Rewrite the records from the line containing "Ground blonde woman" through the line containing "left=391, top=397, right=437, bottom=431", putting "photo" in place of "screenshot" and leaving everything else in those lines unchanged. Return only those lines.

#### Extracted information:
** Begin **
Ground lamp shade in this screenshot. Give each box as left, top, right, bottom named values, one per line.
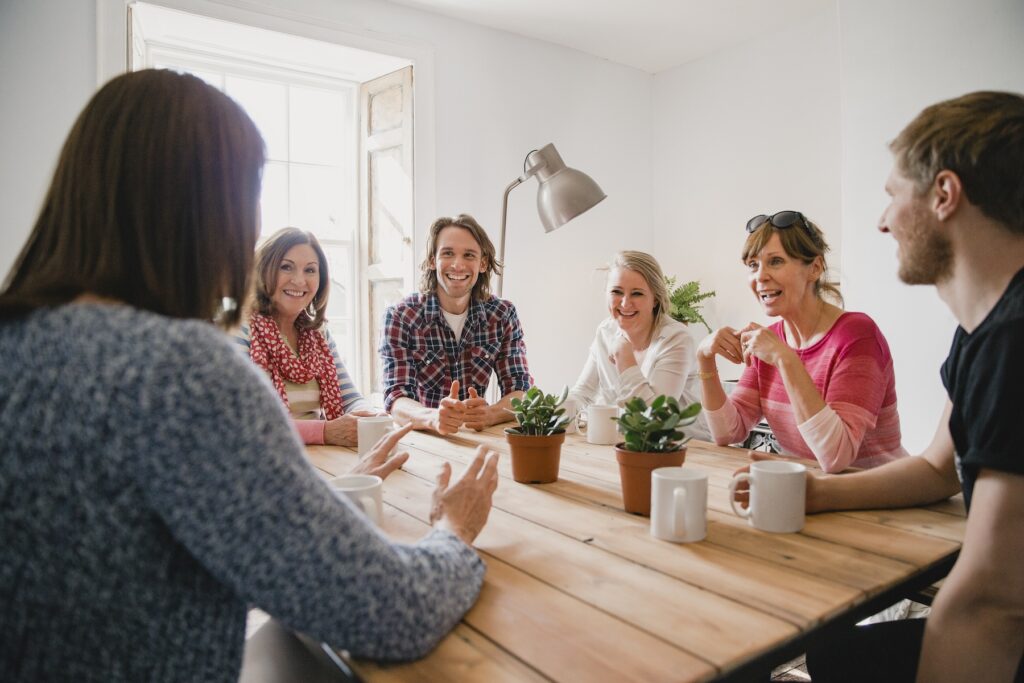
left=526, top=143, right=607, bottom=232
** End **
** Begin **
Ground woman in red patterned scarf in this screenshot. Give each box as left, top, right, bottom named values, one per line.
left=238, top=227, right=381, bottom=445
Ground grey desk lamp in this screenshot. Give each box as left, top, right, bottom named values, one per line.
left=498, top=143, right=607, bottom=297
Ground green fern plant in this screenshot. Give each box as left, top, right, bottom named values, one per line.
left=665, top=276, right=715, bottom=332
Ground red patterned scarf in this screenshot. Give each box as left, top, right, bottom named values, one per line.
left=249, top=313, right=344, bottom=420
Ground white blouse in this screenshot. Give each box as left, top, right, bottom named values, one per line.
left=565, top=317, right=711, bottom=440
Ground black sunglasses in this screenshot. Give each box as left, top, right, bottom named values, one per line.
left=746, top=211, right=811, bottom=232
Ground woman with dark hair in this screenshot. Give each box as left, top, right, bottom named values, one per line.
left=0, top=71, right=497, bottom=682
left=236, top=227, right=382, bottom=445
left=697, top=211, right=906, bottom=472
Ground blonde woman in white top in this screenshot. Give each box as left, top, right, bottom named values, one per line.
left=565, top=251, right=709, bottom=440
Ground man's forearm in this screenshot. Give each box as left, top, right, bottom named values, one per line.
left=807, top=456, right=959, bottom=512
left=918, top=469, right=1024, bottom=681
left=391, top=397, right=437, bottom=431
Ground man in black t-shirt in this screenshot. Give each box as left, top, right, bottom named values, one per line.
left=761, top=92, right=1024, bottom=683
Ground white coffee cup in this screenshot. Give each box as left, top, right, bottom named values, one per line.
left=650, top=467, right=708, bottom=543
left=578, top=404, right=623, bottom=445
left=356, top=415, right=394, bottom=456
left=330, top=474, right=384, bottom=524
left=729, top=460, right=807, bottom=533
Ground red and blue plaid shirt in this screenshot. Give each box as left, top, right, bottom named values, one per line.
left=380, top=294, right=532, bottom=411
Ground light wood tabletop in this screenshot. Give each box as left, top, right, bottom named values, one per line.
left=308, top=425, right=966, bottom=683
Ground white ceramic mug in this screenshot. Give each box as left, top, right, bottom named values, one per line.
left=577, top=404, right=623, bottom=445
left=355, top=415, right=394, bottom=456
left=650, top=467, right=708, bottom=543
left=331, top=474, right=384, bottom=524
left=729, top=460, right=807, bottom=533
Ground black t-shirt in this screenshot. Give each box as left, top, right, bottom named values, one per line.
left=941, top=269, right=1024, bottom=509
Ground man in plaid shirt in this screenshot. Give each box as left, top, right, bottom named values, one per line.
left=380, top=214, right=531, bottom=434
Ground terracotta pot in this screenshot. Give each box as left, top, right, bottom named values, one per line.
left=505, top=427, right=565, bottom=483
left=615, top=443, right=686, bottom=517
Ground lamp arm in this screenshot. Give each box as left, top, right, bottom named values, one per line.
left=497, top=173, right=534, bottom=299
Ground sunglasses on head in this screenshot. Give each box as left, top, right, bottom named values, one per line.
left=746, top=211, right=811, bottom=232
** End **
#### Solved exercise:
Ground blonde woman in white top in this photo. Give each box as left, top, right, bottom named values, one per line.
left=565, top=251, right=709, bottom=440
Ground man's forearm in this photo. Give each box as left, top, right, bottom named values, one per line.
left=807, top=456, right=959, bottom=512
left=918, top=469, right=1024, bottom=681
left=391, top=397, right=437, bottom=431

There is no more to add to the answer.